→ **Goal**
Put the lines below, from the line holding "the bird beak" through the line holding "[[0, 0, 321, 129]]", both included, into a numbered list. Leave out any blank lines and give nothing else.

------ Dataset extract

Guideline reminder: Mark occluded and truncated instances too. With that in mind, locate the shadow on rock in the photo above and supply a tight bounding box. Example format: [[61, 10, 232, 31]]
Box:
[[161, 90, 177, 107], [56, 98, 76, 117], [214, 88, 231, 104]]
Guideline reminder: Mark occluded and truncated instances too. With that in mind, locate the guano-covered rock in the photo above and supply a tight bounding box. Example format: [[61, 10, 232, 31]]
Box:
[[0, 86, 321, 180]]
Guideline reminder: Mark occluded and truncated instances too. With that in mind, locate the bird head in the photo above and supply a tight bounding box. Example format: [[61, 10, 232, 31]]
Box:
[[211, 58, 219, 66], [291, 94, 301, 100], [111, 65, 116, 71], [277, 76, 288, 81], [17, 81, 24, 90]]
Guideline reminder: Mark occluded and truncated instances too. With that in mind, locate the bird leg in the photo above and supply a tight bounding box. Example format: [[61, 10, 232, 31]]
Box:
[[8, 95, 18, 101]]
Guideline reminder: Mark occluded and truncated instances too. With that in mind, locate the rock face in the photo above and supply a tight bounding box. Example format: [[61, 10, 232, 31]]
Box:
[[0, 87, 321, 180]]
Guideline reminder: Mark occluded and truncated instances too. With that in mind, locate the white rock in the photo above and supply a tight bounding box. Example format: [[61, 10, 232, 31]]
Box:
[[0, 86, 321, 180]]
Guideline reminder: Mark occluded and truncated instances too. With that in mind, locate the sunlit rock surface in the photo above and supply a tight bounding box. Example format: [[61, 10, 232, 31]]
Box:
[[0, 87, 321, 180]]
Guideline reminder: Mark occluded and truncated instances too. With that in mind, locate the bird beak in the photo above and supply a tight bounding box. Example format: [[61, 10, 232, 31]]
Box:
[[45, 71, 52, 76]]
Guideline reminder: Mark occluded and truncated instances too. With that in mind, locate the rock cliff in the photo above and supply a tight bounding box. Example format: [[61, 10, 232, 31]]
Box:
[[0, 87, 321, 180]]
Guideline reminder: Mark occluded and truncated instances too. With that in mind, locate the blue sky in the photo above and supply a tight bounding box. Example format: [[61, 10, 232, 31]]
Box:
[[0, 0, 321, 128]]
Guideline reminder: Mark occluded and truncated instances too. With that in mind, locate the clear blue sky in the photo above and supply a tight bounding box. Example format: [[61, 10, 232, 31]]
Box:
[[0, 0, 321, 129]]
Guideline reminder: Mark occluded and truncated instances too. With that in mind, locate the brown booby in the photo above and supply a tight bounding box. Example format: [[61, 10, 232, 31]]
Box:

------------

→ **Answer to this task**
1. Guideline reminder: Mark occluded and truncated instances too. With that in mind, locate the bird beak in the photo above and supply a tight bounding box. Example format: [[61, 10, 232, 31]]
2. Box:
3. [[45, 71, 52, 76]]
4. Guideline reminder: Mark occluded and truncated instances too. With that in mind, locate the rock cliff in the photo above and supply a tight bounding box. Example format: [[61, 10, 232, 31]]
5. Box:
6. [[0, 87, 321, 180]]
7. Guideline reminder: Mark occluded and truncated instances too. With that in mind, locate the blue sky in the photo above and supply a tight bounding box. Example format: [[61, 10, 232, 31]]
8. Box:
9. [[0, 0, 321, 128]]
10. Guideline reminder: Mark occluded and truncated instances too. With that in mind, locate the clear blue sky in the photo above and supply a tight bounding box. Example format: [[61, 10, 232, 31]]
11. Box:
12. [[0, 0, 321, 129]]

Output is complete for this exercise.